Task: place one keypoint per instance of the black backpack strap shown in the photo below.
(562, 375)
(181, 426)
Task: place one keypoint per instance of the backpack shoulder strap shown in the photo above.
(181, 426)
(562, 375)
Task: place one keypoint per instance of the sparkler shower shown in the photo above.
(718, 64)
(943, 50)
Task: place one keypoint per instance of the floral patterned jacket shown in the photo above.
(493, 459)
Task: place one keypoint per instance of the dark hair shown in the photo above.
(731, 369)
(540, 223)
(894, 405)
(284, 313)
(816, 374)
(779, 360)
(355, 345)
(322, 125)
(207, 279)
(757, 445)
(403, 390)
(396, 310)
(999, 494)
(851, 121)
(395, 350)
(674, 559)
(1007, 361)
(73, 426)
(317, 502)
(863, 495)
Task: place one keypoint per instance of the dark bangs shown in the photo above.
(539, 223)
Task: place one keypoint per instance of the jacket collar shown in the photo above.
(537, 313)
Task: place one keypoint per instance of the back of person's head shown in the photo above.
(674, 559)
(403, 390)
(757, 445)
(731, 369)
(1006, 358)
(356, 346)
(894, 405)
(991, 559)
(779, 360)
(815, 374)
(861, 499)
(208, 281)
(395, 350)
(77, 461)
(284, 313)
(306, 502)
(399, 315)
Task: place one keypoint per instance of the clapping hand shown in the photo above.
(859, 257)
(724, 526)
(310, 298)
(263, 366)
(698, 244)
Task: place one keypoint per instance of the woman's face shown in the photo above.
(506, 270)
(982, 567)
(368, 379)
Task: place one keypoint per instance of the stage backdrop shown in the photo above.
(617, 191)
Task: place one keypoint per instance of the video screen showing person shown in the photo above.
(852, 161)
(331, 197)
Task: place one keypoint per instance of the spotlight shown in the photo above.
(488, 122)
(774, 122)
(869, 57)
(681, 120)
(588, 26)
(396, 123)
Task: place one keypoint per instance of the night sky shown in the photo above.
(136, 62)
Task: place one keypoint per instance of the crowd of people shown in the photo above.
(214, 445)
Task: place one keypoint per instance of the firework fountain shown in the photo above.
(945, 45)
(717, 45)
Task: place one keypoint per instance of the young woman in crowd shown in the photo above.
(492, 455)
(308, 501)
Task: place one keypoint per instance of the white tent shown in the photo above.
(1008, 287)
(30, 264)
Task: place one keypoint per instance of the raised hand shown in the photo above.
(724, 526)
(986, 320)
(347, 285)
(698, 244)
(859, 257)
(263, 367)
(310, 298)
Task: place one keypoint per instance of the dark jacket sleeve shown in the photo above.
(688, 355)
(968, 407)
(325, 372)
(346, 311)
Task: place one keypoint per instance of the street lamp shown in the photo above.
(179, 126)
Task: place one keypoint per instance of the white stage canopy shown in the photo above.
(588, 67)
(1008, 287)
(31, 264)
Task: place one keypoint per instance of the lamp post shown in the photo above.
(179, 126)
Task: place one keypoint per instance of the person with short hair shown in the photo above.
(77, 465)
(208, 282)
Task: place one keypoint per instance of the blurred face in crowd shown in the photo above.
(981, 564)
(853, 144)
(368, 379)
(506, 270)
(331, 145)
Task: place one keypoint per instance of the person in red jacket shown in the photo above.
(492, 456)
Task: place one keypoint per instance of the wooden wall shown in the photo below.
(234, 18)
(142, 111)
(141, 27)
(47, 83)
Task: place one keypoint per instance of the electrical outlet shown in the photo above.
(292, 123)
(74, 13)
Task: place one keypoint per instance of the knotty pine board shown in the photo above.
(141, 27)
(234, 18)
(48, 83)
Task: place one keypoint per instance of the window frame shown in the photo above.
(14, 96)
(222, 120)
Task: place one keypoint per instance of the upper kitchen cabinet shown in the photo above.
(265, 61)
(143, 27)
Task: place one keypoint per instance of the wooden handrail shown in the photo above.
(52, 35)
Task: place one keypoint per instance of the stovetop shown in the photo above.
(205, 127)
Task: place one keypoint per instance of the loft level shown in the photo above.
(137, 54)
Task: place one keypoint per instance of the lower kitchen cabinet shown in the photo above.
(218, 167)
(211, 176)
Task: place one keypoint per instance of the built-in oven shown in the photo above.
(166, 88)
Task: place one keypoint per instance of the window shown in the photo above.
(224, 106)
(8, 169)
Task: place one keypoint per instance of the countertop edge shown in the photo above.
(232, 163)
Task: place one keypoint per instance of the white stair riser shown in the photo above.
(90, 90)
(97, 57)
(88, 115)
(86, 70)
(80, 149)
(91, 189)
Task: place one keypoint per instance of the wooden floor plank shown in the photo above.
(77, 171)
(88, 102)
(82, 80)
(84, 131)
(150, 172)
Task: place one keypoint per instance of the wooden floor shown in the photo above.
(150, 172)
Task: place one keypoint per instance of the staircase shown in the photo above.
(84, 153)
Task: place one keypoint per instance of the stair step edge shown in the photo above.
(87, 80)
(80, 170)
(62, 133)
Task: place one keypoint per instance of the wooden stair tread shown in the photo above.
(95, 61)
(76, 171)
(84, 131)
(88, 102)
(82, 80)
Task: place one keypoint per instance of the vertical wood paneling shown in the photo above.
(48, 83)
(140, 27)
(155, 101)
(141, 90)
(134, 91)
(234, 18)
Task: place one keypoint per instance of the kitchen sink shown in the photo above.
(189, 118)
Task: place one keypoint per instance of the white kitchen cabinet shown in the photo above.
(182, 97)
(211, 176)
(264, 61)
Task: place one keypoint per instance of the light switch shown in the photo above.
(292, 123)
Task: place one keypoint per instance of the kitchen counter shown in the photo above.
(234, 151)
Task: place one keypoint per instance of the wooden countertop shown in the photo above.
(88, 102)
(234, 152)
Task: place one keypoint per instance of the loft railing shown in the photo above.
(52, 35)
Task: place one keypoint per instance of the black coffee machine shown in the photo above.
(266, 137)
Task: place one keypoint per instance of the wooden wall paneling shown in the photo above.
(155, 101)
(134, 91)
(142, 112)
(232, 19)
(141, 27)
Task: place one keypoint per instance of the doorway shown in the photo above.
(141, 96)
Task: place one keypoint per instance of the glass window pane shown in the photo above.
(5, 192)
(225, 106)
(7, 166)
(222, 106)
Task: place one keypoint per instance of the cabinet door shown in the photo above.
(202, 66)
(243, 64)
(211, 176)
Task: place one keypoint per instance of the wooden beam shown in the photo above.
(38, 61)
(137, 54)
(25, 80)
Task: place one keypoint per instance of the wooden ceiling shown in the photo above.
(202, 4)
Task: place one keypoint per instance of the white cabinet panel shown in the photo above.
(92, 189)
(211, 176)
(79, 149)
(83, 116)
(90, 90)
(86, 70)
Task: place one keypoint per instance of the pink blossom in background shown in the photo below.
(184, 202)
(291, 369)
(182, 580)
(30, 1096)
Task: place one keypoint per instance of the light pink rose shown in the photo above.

Stated goal:
Write out, word for word, every line from the one containing "wall paneling shown in the photo above." through the last line of the records above.

Solution to this problem:
Task: place one keypoint per instance of the wooden wall paneling shown in the photo above.
(155, 101)
(134, 91)
(142, 112)
(232, 19)
(141, 27)
Task: place one keypoint per instance of the doorway shown in the photo above.
(141, 96)
Task: place one keypoint per instance of the glass window pane shown in the photo above.
(5, 192)
(225, 106)
(7, 166)
(222, 106)
Task: place one keypoint per instance of the cabinet door shown in the photo above.
(202, 66)
(243, 64)
(211, 176)
Task: place one keypoint per instance of the wooden beam shown in the photo above.
(38, 61)
(137, 54)
(25, 80)
Task: place one keypoint per instance of the wooden ceiling shown in the photo above.
(202, 4)
Task: place one keypoint per instance of the white cabinet panel shown in the photo above.
(92, 189)
(211, 176)
(79, 149)
(83, 116)
(90, 90)
(86, 70)
Task: place one keypoint per instance of the pink blossom in background shown in the photo below.
(184, 202)
(291, 369)
(182, 580)
(30, 1096)
Task: place one keypoint per instance of the light pink rose shown in the photo above.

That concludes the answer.